Objective: Reproduce the passage about Britain leaving the EU from "That's right, because" up to and including "with his conflagration.".

That's right, because when some buffoon is setting fire to your house, after a while you should stop complaining about it and just let him get on with his conflagration.
 
Anyone who doesn't support unlimited immigration is a racist!


And if you could just point to the post where anyone advocated unlimited immigration? if you think xenophobia wasn't a factor in the Leave vote just ask Ceptimus, he's made it pretty clear it's all about keeping out the foreigners.
 
To be fair there is a way that we can have an open border with the EU.

We just need to do what Switzerland does.

It's not on the table at the moment.
 
It's the EU that are imposing conditions: they have dictated the format of the negotiations; they have insisted that we must agree to pay them huge amounts of money after we leave; they demand that the EU court of justice must remain supreme over British courts after we leave; they won't even discuss trade until we agree to their absurd preconditions.

It's obvious that the EU don't want to negotiate a good deal. They're afraid that other EU countries will also leave after Britain is seen to have benefited by leaving.

Records supplied:
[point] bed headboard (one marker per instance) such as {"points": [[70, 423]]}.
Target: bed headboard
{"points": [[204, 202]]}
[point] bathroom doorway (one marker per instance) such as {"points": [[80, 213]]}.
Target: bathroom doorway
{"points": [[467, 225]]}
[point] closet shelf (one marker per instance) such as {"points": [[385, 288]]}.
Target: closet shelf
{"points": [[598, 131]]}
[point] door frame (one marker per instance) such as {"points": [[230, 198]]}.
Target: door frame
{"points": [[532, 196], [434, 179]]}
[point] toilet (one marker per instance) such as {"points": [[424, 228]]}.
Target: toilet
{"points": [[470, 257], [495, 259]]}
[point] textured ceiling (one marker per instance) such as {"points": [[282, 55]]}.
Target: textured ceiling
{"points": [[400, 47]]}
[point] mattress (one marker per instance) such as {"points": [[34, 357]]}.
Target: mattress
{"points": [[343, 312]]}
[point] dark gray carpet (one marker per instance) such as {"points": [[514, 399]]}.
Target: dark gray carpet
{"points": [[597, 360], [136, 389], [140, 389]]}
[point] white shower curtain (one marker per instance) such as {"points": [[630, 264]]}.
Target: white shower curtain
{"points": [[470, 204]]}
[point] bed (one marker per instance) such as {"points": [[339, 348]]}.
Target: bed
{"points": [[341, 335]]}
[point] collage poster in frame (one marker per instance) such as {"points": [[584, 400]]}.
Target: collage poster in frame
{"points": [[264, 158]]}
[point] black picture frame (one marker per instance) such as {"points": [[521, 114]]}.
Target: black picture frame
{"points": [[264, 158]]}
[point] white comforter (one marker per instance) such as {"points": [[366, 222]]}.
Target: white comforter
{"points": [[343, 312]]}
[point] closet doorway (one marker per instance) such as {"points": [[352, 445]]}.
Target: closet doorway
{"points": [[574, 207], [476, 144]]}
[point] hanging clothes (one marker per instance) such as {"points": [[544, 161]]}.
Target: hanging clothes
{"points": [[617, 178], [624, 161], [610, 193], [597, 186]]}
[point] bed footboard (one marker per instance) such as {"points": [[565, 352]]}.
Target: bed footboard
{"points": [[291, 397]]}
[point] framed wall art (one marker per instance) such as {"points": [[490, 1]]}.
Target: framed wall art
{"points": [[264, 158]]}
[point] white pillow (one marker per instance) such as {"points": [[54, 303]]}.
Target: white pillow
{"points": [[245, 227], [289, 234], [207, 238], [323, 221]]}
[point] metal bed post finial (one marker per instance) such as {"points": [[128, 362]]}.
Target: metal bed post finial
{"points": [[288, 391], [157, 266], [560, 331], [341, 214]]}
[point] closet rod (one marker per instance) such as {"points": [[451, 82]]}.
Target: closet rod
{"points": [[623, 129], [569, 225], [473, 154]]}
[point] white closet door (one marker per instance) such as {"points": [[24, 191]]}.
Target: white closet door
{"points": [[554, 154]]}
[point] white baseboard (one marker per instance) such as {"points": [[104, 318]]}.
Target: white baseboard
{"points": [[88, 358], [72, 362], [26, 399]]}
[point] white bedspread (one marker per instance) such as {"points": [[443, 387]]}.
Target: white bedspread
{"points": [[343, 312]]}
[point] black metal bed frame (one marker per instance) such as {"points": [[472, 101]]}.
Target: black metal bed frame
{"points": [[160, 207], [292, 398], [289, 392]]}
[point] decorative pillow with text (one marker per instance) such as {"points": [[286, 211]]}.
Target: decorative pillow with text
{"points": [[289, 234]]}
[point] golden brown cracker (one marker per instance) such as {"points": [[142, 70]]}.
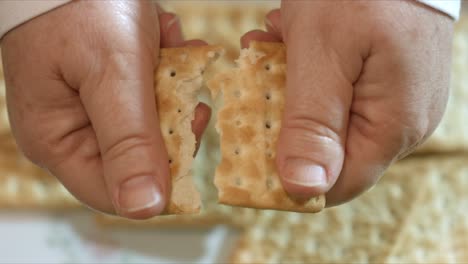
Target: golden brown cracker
{"points": [[23, 185], [400, 220], [249, 124], [178, 79]]}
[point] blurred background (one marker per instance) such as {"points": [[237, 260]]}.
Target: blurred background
{"points": [[417, 213]]}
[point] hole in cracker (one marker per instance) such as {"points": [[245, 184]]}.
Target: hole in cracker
{"points": [[237, 151], [269, 183], [238, 181]]}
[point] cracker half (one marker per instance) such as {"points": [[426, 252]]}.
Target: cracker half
{"points": [[178, 80], [249, 124]]}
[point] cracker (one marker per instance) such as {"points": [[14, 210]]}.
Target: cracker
{"points": [[23, 185], [375, 227], [249, 124], [178, 80]]}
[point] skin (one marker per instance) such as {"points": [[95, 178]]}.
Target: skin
{"points": [[78, 110], [367, 82]]}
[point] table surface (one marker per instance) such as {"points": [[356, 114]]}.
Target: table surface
{"points": [[74, 237]]}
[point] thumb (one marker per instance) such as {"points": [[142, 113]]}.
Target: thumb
{"points": [[311, 145]]}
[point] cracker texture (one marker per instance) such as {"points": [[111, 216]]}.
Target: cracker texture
{"points": [[411, 216], [24, 185], [249, 124], [178, 80]]}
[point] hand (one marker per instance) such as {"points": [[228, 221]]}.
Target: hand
{"points": [[367, 82], [81, 101]]}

Solution for this task:
That's right, because when some buffoon is setting fire to your house, after a while you should stop complaining about it and just let him get on with his conflagration.